YOUR OBJECTIVE: Could you return each line from the one bearing "Exercise. Point out the dark" through the last line of the entries, exactly as it stands, with no pictures?
-- Begin MATERIAL PROVIDED --
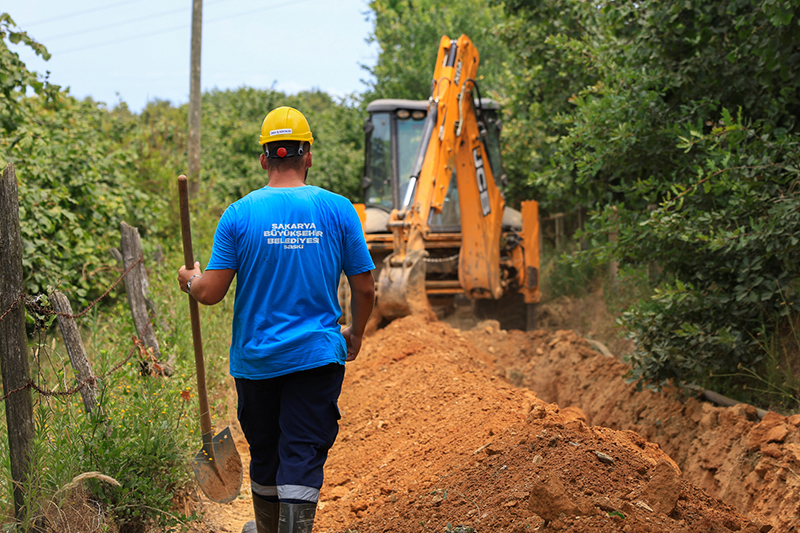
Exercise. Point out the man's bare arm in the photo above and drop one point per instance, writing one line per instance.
(362, 298)
(208, 287)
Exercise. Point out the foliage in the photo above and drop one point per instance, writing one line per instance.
(408, 33)
(729, 243)
(538, 83)
(231, 124)
(705, 194)
(146, 428)
(15, 78)
(76, 174)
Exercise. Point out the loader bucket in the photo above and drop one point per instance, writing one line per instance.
(401, 288)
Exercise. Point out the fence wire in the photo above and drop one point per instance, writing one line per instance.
(32, 304)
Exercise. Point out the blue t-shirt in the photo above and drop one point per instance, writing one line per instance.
(288, 247)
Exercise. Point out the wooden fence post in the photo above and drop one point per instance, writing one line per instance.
(613, 266)
(137, 287)
(76, 351)
(13, 342)
(558, 218)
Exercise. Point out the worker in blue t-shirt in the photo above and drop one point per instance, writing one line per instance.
(288, 244)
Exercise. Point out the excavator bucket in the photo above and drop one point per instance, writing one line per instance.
(401, 288)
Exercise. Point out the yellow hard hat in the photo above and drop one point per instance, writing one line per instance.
(285, 124)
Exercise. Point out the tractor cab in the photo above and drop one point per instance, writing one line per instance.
(394, 130)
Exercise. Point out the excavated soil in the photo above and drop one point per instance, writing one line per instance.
(486, 430)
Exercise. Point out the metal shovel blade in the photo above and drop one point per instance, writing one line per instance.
(218, 468)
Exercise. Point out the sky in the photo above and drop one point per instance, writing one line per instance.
(137, 51)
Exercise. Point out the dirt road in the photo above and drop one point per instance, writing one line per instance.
(446, 430)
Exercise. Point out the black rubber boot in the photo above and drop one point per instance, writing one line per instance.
(297, 517)
(267, 514)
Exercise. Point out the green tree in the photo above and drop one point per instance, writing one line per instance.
(684, 140)
(408, 34)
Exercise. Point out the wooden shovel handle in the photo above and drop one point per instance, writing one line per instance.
(194, 311)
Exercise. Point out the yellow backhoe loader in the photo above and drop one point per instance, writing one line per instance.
(434, 217)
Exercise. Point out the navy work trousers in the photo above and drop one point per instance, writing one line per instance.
(290, 423)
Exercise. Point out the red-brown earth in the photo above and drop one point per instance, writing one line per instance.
(445, 430)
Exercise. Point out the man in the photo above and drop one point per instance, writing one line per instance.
(288, 244)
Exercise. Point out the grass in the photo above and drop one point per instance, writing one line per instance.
(144, 429)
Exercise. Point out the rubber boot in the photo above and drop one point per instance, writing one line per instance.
(267, 514)
(297, 517)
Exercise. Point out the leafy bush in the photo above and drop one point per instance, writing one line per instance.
(76, 177)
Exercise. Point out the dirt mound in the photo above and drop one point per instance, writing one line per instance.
(440, 433)
(749, 463)
(433, 440)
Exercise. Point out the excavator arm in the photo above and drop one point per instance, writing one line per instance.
(452, 147)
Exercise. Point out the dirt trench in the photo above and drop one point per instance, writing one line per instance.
(442, 431)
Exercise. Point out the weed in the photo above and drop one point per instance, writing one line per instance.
(143, 430)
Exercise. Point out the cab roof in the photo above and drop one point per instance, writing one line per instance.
(393, 104)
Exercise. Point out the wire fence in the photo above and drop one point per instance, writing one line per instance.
(34, 304)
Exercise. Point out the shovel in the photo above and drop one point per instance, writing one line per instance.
(217, 465)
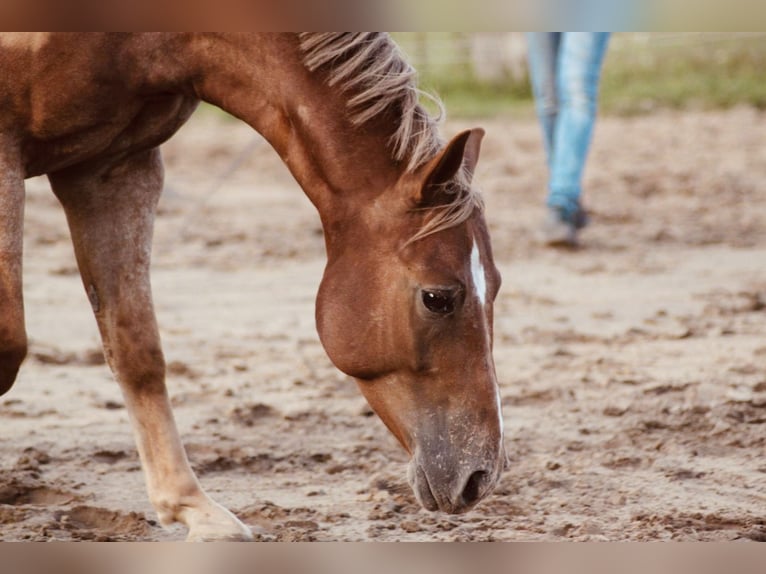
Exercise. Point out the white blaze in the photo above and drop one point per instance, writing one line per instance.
(477, 272)
(480, 285)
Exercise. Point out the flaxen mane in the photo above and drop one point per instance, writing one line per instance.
(371, 68)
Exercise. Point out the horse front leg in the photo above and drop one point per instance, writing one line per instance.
(13, 338)
(110, 213)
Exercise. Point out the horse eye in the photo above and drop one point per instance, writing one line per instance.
(441, 302)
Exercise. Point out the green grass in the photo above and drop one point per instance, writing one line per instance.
(642, 73)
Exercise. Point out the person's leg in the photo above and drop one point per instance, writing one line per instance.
(580, 58)
(542, 51)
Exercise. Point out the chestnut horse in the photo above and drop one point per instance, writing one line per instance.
(405, 303)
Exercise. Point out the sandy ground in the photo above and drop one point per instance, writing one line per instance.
(632, 371)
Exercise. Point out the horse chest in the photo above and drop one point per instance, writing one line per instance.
(110, 131)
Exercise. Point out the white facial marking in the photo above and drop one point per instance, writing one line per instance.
(25, 40)
(477, 272)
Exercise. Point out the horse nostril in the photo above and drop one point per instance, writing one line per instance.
(472, 489)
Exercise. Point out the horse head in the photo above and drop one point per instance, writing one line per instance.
(406, 307)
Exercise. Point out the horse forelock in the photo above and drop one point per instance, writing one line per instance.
(371, 68)
(465, 200)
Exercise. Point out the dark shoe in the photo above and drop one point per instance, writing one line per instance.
(560, 227)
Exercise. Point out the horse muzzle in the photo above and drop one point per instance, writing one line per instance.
(453, 489)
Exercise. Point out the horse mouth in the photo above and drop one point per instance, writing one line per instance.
(430, 497)
(422, 489)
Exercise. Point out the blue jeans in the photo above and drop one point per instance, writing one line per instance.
(565, 69)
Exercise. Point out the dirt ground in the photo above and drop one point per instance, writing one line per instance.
(632, 370)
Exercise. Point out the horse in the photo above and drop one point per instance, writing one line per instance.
(405, 304)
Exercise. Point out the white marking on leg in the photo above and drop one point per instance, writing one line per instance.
(500, 412)
(477, 272)
(24, 40)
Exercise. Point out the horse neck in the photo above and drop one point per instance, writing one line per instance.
(337, 164)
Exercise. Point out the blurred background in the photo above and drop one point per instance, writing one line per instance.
(480, 74)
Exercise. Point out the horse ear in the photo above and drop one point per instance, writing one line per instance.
(460, 153)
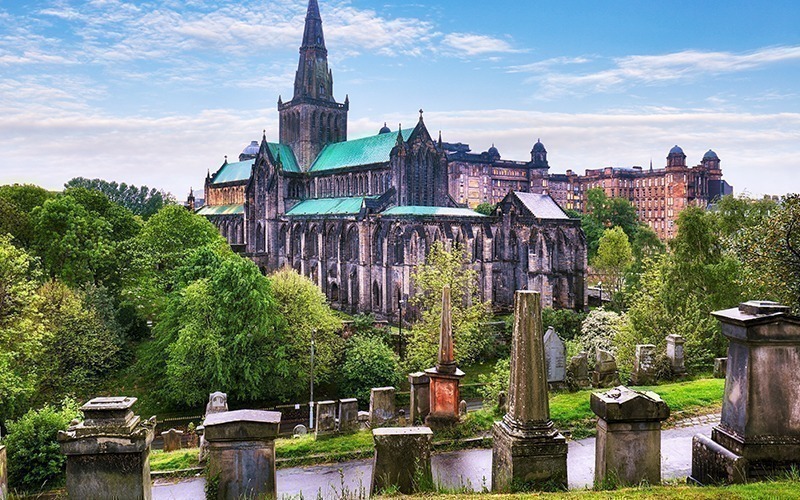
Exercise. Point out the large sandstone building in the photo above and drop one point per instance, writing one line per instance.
-- End MATERIAL PROVIDED --
IN RESPONSE:
Exercise. Point out the dark shoe in the photo above and drop one point per instance, writing one line per instance.
(560, 227)
Exercise. Point out the horse muzzle in the photo above and drop one point per instance, writing one line per instance.
(453, 489)
Exercise. Point out the horse mouth in the photo above and drop one point per instance, writing one line per instance.
(430, 497)
(422, 489)
Exercise. Point out the blue jeans in the photo above and drop one point per instance, writing one line per instance.
(565, 69)
Exercise. Point out the dirt ground in the photo above and drop one point per instance, writing one line per instance.
(632, 370)
Exercise. Point out the horse in the photo above and drop one point per instance, writing one line per instance.
(405, 304)
Exercise. Point out the white marking on leg in the photo above and drop one point per instance, writing one line per instance.
(500, 412)
(477, 272)
(24, 40)
Exercise. Point out the horse neck in the photo above and drop one point per instance, writing one line per instance.
(337, 164)
Exercise. Point out the blurred background in the photo above and drop one point per instance, writing one line per instance.
(480, 74)
Exercise. Point out the horse ear in the photo above and drop one point per instance, writing one line per instance.
(460, 153)
Exercise. Point out the large sandstone building in the photo above and drop one point per instance, writing one line per instance.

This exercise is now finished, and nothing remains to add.